TASK INSTRUCTIONS: Can you return every one of the lines below verbatim, in the order given?

DATA ENTRIES:
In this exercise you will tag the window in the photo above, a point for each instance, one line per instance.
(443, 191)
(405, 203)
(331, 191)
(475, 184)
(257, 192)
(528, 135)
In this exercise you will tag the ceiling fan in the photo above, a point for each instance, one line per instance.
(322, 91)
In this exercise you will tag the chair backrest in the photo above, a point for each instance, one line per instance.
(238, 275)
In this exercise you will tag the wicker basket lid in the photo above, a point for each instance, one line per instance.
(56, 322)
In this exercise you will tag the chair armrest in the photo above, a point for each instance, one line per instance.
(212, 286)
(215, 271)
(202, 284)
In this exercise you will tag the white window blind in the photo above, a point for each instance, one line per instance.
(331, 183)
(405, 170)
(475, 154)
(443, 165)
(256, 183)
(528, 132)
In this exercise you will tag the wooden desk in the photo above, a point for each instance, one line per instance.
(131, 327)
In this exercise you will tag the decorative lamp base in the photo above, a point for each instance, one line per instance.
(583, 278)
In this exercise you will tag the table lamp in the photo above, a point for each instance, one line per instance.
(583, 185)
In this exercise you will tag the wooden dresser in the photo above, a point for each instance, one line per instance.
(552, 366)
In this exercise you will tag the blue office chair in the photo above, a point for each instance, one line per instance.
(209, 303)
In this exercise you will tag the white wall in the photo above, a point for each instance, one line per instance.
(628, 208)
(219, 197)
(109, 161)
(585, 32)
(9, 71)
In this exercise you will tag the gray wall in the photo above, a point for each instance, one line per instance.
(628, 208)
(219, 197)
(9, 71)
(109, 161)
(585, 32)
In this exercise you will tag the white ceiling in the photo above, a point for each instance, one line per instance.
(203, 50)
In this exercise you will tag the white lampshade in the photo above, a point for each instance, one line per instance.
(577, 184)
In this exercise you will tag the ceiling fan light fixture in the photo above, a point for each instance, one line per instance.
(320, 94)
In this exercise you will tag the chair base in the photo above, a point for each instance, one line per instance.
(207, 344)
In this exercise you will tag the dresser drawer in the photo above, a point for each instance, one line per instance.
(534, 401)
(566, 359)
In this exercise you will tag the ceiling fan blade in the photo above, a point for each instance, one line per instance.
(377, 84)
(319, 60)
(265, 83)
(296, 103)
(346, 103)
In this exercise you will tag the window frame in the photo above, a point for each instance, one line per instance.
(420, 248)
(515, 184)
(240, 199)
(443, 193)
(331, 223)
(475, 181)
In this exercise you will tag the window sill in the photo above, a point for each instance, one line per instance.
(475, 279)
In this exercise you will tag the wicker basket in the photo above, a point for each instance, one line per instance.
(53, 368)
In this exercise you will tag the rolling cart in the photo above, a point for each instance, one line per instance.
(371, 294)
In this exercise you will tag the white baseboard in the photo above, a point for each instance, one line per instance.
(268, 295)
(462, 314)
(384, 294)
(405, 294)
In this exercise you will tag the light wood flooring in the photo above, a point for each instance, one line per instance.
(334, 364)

COMPLETE RESPONSE:
In this exercise you will tag the window in the photo above, a point for each instance, one line per instance.
(443, 191)
(405, 203)
(331, 191)
(475, 184)
(257, 192)
(528, 135)
In this exercise you will tag the ceiling fan in the photo above, a point for each instance, one line per instance.
(322, 91)
In this exercise you will tag the chair backrest in the photo above, a point for each instance, one line per instance.
(238, 275)
In this exercise you will tag the wicker basket lid in the photo above, a point for each instance, one line per instance.
(56, 322)
In this exercise you will tag the chair armrest in the photo above, a point for each instance, one line per instance.
(212, 286)
(215, 271)
(202, 284)
In this exercise you will tag the white window blind in the photo above, a point for each instance, one line per instance.
(331, 183)
(405, 170)
(475, 154)
(443, 165)
(256, 183)
(528, 132)
In this exercise you will tag the wooden desk in the photo above, a point for each instance, one line per instance.
(131, 327)
In this exercise you will tag the decorative lamp base in the photo above, a point for each instance, one line per instance.
(583, 278)
In this exercise you will tag the table lamp in the photo above, a point for each instance, one line per instance.
(583, 185)
In this exercise you will tag the wooden dresser in the photo above, a point for each instance, one line per instance.
(552, 366)
In this exercise you will tag the blue office chair in the photo above, a point for each instance, one line per instance.
(209, 303)
In this exercise you will tag the white wall in the photo above, a point for each instance, one line per instance.
(628, 208)
(219, 197)
(109, 161)
(585, 32)
(9, 71)
In this exercise you will tag the gray wall in the photo above, a point for each instance, one line per instance.
(628, 208)
(219, 197)
(9, 71)
(109, 161)
(585, 32)
In this exercise you will tag the white ceiling in the photo above, a point for each instance, one line per instance.
(203, 50)
In this exercise you will tag the white lampshade in the photo above, a point for each instance, one line per instance.
(577, 184)
In this exercise you will tag the ceiling fan light fixture in the photo above, a point for each instance, one line per instance.
(320, 94)
In this exercise you will tag the chair base in the photo above, a point for each instance, one line per instance.
(207, 344)
In this exercise you will tag the dresser drawer in the photo above, a point for each instance, one line per instance.
(534, 401)
(566, 359)
In this exercise you will tag the ceiling fan blade in the photo above, a point for each instance, one line per instance.
(377, 84)
(319, 60)
(265, 83)
(296, 103)
(346, 103)
In this exercise you will tag the window frame in the photo above, a point for each instance, one line per instance.
(420, 248)
(515, 184)
(240, 199)
(443, 193)
(331, 223)
(475, 181)
In this exercise you will tag the window sill in the photo above, a point for each instance, one line per instance.
(475, 279)
In this exercise you will tag the wicker basket in the photo above, a point for each instance, one line per instance.
(53, 368)
In this exercise you will tag the rolling cart in the photo above, a point for each instance, one line per instance.
(371, 294)
In this exercise you will tag the white baseboard in the photo above, a point for each instance, one line per instance.
(268, 295)
(462, 314)
(384, 294)
(405, 294)
In this exercise you will tag the light wood flooring in the photo above, a point for each instance, one line per instance.
(334, 364)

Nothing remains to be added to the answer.